--- Begin ---

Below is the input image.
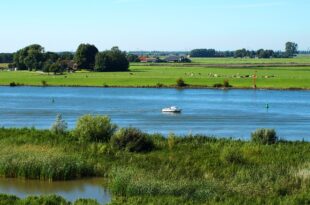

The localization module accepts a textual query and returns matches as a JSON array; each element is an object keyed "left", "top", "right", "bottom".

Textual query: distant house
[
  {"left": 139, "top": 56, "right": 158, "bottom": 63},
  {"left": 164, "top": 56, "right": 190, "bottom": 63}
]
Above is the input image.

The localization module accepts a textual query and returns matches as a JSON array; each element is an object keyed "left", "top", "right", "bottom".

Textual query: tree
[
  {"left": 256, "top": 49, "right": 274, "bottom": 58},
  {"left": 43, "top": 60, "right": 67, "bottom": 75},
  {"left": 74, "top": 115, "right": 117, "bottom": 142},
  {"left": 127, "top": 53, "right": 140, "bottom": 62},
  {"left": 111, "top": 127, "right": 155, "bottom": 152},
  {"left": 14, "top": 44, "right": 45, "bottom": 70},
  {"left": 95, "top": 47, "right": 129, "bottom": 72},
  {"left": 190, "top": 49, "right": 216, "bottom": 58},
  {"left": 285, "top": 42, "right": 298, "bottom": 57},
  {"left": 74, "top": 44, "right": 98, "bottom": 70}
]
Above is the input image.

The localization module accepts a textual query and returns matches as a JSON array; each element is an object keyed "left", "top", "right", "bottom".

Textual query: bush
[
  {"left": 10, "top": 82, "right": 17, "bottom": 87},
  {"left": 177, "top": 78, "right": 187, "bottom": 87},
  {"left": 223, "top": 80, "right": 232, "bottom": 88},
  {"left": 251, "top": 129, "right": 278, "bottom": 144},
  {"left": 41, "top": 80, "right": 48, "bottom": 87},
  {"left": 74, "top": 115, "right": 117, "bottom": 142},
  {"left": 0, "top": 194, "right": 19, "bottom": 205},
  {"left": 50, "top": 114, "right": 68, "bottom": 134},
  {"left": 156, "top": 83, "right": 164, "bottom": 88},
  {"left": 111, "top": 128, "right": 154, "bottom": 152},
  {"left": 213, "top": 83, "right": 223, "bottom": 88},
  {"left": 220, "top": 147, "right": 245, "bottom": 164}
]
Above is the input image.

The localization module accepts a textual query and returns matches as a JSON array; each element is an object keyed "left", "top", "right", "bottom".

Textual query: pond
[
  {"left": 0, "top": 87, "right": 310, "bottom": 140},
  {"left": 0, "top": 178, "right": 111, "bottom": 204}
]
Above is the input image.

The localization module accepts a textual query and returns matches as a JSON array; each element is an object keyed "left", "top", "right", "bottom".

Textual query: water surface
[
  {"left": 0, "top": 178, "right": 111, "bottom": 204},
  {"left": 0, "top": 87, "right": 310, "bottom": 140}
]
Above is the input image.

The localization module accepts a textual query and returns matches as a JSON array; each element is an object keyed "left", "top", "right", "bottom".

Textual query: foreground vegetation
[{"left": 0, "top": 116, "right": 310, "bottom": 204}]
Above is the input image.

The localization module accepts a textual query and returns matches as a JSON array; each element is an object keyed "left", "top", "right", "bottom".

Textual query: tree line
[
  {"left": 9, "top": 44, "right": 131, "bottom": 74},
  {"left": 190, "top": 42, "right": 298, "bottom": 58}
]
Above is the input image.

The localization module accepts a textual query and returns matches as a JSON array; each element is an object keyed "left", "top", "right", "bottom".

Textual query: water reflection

--- End ---
--- Begin ---

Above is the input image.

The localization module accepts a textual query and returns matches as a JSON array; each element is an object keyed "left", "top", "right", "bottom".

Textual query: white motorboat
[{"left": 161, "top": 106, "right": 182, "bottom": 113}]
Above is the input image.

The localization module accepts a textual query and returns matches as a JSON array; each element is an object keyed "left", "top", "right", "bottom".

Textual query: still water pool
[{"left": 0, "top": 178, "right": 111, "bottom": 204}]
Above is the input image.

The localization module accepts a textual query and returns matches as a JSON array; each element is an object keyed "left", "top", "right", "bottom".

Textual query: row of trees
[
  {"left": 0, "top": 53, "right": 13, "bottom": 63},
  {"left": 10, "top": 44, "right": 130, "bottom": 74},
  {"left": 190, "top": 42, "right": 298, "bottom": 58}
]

--- End ---

WORK TO BE COMPLETED: How many lines of the data above contain the string "water", matching case exactly? Reply with the number alone.

RESULT: 3